* [Selected excerpt]
[start]

Former secretary of state Hillary Clinton testified for more than eight hours Thursday before the House Select Committee ostensibly established to investigate the attack on US facilities in Benghazi, Libya on September 11, 2012, in which four Americans were killed, including the US ambassador to Libya Christopher Stevens.
As has been the case for the seven other congressional investigations into Benghazi, Republicans sought to use the incident to torpedo the Clinton presidential campaign, while Democrats sought to defend Clinton and expose the partisan motivation of her critics. More importantly, however, both parties covered up the dirty operations of the CIA and Pentagon in Libya, in alliance with Al Qaeda-linked groups, which produced the Benghazi debacle.
Only one brief exchange between Republican Congressman Mike Pompeo and Clinton touched on the relationship between the US government and Al Qaeda forces in eastern Libya which is at the heart of the Benghazi affair.
Pompeo displayed a blown-up photograph of Ambassador Stevens meeting with a top leader of an Islamist militia in Benghazi on September 9, 2012, two days before the attack which elements of that militia carried out on the US diplomatic facility. He also cited a cable sent by Stevens to the State Department recording the meeting, whose subject was the deteriorating security situation in Benghazi.
The same meeting was reported by the New York Times in a lengthy front-page article in December 2013, but identifying the American participant only as “a US official.” The Times account described the unnamed militia leaders as hostile to the American and warning him to leave Benghazi as soon as possible, but added, “They also gushed about their gratitude for President Obama’s support in their uprising against Col. Muammar al-Qaddafi.”

[end]

* [Instruction 1]
Reproduce everything in the article on Clinton's Benghazi testimony from "Only one brief" down to "the Benghazi affair.".
* [Instruction 2]
Carry the article on Clinton's Benghazi testimony forward, picking up after its final sentence.

* [Dataset]
[start]

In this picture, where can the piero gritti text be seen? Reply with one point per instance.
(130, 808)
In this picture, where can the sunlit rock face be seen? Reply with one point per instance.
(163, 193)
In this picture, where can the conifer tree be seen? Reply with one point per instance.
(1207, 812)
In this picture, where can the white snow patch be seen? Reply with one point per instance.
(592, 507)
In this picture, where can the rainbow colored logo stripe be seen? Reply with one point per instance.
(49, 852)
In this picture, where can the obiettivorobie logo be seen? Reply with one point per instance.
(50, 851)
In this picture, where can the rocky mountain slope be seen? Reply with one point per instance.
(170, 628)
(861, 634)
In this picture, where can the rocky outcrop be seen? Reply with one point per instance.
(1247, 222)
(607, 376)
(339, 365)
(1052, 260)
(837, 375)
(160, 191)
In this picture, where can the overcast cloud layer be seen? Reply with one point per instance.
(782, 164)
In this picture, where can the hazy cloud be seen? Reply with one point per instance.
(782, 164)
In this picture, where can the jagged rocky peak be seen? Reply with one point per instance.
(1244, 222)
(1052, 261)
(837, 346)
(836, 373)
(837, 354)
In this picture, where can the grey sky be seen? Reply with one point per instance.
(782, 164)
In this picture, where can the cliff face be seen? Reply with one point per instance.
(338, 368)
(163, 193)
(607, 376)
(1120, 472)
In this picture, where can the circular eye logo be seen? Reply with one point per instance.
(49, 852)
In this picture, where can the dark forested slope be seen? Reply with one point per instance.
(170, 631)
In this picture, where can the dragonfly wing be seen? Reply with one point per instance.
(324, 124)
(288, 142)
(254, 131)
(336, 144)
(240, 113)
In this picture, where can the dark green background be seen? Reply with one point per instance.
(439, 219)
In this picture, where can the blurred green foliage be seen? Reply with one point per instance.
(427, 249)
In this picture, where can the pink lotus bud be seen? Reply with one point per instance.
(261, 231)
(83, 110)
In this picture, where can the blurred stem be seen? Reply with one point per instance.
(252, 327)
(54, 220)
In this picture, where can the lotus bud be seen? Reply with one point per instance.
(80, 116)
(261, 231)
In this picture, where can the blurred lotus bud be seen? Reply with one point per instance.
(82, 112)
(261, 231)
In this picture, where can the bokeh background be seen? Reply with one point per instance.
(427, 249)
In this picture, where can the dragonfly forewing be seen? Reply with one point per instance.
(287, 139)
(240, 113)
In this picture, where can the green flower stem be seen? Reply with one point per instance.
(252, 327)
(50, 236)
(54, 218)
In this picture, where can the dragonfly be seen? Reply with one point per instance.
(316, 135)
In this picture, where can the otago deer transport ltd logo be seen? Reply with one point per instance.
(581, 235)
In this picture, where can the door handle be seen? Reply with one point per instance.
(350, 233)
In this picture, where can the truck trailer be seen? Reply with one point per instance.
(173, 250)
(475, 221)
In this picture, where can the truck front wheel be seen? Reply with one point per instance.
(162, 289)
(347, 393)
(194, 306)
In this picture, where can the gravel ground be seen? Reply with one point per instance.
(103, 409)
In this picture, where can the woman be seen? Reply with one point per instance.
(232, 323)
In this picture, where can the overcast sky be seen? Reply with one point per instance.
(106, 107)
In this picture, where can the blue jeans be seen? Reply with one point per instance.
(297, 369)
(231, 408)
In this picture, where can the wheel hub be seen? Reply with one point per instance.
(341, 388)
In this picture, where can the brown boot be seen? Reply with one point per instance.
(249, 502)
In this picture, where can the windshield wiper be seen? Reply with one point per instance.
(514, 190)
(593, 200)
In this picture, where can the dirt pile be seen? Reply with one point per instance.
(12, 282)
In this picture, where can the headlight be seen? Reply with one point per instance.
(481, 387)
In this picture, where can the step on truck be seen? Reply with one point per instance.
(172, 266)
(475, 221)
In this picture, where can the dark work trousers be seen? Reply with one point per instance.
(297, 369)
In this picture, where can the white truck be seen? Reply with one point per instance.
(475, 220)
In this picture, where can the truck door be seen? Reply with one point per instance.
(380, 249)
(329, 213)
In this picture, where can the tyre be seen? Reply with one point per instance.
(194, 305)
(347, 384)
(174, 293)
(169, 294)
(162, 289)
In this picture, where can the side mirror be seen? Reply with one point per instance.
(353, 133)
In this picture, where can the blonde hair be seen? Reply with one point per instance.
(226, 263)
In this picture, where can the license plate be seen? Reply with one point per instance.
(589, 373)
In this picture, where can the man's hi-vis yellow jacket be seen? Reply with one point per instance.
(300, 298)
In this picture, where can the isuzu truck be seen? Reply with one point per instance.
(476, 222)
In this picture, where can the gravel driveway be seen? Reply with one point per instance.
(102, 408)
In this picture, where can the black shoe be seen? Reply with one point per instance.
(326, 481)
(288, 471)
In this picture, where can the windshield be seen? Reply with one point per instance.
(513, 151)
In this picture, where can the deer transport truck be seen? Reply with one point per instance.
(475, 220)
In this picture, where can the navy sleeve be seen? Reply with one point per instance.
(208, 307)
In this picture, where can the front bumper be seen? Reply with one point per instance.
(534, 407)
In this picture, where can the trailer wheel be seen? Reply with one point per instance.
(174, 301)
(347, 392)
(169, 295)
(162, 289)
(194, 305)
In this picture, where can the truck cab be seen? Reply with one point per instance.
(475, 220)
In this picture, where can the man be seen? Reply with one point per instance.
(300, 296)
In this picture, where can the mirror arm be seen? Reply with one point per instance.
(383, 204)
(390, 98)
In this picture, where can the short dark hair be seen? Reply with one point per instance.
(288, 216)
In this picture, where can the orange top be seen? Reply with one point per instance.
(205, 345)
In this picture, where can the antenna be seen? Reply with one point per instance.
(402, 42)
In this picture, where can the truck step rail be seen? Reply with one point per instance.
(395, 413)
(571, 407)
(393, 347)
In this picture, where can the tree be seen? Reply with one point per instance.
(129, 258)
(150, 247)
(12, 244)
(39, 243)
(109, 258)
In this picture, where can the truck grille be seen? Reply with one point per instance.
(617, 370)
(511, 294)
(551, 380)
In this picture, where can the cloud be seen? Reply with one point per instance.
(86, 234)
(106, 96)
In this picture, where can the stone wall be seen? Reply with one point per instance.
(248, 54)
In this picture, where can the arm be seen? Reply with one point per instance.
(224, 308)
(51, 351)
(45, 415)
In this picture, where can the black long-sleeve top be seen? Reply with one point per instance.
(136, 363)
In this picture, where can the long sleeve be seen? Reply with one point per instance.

[end]

* [Exercise result 1]
Only one brief exchange between Republican Congressman Mike Pompeo and Clinton touched on the relationship between the US government and Al Qaeda forces in eastern Libya which is at the heart of the Benghazi affair.

* [Exercise result 2]
In other words, Stevens was meeting with leaders of the CIA-backed revolt against Gaddafi who were now turning against their American sponsors. According to numerous reports in the European press—largely suppressed by the corporate-controlled media in the United States—the CIA had organized a massive shipment of arms, equipment and manpower from the port of Benghazi in eastern Libya, through Turkey and into Syria.
That is why the CIA facility in Benghazi was large and well-defended—two US contract gunmen were killed by mortar fire, but the building was never in danger of being overrun—while the State Department facility was occupied only intermittently, not classified as a consulate, and lightly defended.
There were apparently conflicts between the US military-intelligence apparatus and its Islamist allies over what weapons would be made available—US agencies were trying to block the transfer of surface-to-air missiles from the vast stockpiles captured from the Gaddafi regime in Libya—as well as tensions over the price to be paid, and which groups in Syria would receive the weapons.
Much of this remains murky, three years later. But what is indisputable is that the CIA and Pentagon were in alliance with Al Qaeda elements in both Libya and Syria, using them in the successful regime-change operation in Libya that concluded with the torture and murder of Muammar Gaddafi, and in the similar operation in Syria that, while failing to overthrow Bashar al-Assad, has turned the country into a devastated wasteland, with half the population displaced from their homes.
Pompeo pursued his line of questioning on contacts with Al Qaeda briefly, noting that, on the day he was killed, Ambassador Stevens sent a cable about his meeting with Wissam Bin Hamid, described previously by the US government as someone who “fought in Iraq under the flag of al-Qaeda.”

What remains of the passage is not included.